*TRECHO SELECIONADO*
■ ■ ■ ■ ■ ■ ■

No conto original, Aladdin não só é chinês (ou turco) como consegue invocar diversos gênios, não apenas um, com direito a vários desejos, e não apenas três.

Esses espíritos concedem a ele todos os seus desejos, que não são limitados a três, tais como ouro, joias, um palácio esplêndido, servos, soldados e belos cavalos. Depois que os dois se casam, os desejos continuam e mais tesouros e riquezas fabulosas são acumulados.

Depois de derrotar as tentativas do frustrado mágico africano de recuperar a lâmpada, Aladdin consegue impressionar o Sultão e, assim, desposar a princesa Badr al-Budur, e assim vive em uma longa felicidade conjugal, sucedendo o Sultão e reinando por muitos anos, “deixando para trás uma longa linhagem de reis”.

■ ■ ■ ■ ■ ■ ■

*TAREFAS SOLICITADAS*
A) Transcreva do trecho sobre Aladdin a passagem que se inicia em "No conto original, Aladdin" e se encerra em "não apenas três.".
B) Com base no trecho sobre Aladdin, responda às perguntas abaixo:
(i) No conto original, quantos gênios Aladdin consegue invocar?
(ii) Com qual princesa Aladdin se casa?
(iii) Qual é a origem do mágico que tenta recuperar a lâmpada?
C) Indique se cada afirmação abaixo está de acordo com o trecho sobre Aladdin, citando as palavras do texto que o comprovam:
(i) Os desejos concedidos a Aladdin limitam-se a três.
(ii) Aladdin sucede o Sultão e reina por muitos anos.
(iii) No conto original, Aladdin é chinês ou turco.
Os dados não guardam relação alguma com o trecho sobre Aladdin.

Registros de pontos rotulados:

■ ■ ■ ■ ■ ■ ■

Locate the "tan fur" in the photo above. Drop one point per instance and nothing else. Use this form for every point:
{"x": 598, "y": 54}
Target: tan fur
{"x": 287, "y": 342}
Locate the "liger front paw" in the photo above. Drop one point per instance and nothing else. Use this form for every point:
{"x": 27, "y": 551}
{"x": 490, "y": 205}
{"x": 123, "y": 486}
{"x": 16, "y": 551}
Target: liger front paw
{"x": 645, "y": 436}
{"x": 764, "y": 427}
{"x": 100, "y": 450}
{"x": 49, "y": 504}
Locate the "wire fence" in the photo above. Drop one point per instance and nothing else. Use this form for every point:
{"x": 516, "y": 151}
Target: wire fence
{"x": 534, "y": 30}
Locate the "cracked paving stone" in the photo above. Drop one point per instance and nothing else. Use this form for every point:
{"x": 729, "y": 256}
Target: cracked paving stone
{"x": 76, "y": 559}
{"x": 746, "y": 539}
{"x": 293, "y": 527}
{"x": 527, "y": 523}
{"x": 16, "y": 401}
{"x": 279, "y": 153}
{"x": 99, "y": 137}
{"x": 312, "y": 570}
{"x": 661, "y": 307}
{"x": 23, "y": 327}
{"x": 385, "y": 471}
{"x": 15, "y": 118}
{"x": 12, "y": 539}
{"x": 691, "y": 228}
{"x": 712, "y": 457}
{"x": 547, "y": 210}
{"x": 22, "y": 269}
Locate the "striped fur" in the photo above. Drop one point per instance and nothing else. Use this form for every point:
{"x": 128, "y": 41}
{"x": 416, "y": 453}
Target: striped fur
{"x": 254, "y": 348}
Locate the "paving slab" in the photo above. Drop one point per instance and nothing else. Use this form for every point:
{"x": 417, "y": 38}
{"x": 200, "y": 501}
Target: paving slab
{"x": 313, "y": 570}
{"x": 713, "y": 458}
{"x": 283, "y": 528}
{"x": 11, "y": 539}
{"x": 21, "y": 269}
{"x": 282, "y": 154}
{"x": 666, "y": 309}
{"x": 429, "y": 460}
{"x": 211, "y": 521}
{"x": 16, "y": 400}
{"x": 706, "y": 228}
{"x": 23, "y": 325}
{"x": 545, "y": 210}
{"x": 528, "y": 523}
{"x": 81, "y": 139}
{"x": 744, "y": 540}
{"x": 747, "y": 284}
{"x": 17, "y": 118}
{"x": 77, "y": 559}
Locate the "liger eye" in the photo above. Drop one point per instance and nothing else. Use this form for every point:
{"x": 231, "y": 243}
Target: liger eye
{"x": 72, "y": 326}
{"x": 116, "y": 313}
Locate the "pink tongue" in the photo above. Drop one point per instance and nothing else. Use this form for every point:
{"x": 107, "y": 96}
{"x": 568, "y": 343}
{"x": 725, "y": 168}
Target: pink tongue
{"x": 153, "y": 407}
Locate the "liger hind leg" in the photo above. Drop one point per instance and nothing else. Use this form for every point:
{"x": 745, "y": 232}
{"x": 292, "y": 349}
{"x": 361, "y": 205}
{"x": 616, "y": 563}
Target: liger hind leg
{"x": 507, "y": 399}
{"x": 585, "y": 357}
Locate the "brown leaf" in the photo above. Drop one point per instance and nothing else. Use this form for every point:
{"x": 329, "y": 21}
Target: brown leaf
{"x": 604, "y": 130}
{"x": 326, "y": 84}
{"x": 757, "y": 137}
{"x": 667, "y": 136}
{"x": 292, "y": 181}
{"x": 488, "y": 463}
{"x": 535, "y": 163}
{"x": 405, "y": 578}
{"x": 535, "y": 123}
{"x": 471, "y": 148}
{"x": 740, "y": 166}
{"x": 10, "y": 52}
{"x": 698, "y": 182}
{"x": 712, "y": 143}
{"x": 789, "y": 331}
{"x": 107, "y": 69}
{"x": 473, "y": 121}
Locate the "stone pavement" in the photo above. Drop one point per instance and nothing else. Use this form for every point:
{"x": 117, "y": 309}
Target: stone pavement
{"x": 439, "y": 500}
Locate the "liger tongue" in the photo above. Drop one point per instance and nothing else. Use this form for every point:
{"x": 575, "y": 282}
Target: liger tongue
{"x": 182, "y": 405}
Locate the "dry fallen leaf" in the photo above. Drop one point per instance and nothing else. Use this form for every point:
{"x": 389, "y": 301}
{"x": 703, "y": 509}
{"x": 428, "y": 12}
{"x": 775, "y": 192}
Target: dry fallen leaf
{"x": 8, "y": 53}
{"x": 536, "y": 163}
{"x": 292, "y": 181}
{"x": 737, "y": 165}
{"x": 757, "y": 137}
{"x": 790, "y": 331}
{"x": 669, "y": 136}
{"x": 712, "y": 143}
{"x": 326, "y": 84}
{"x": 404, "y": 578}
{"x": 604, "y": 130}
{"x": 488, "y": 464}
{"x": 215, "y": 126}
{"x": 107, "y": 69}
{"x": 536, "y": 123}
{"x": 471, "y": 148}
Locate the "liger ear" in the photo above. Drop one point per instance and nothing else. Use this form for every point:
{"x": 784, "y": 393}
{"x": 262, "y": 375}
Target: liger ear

■ ■ ■ ■ ■ ■ ■

*RESPOSTAS POR TAREFA*
A)
No conto original, Aladdin não só é chinês (ou turco) como consegue invocar diversos gênios, não apenas um, com direito a vários desejos, e não apenas três.

B)
(i) Diversos gênios, não apenas um.
(ii) Com a princesa Badr al-Budur.
(iii) Africana; trata-se do "mágico africano".

C)
(i) Não: "que não são limitados a três".
(ii) Sim: "sucedendo o Sultão e reinando por muitos anos".
(iii) Sim: "Aladdin não só é chinês (ou turco)".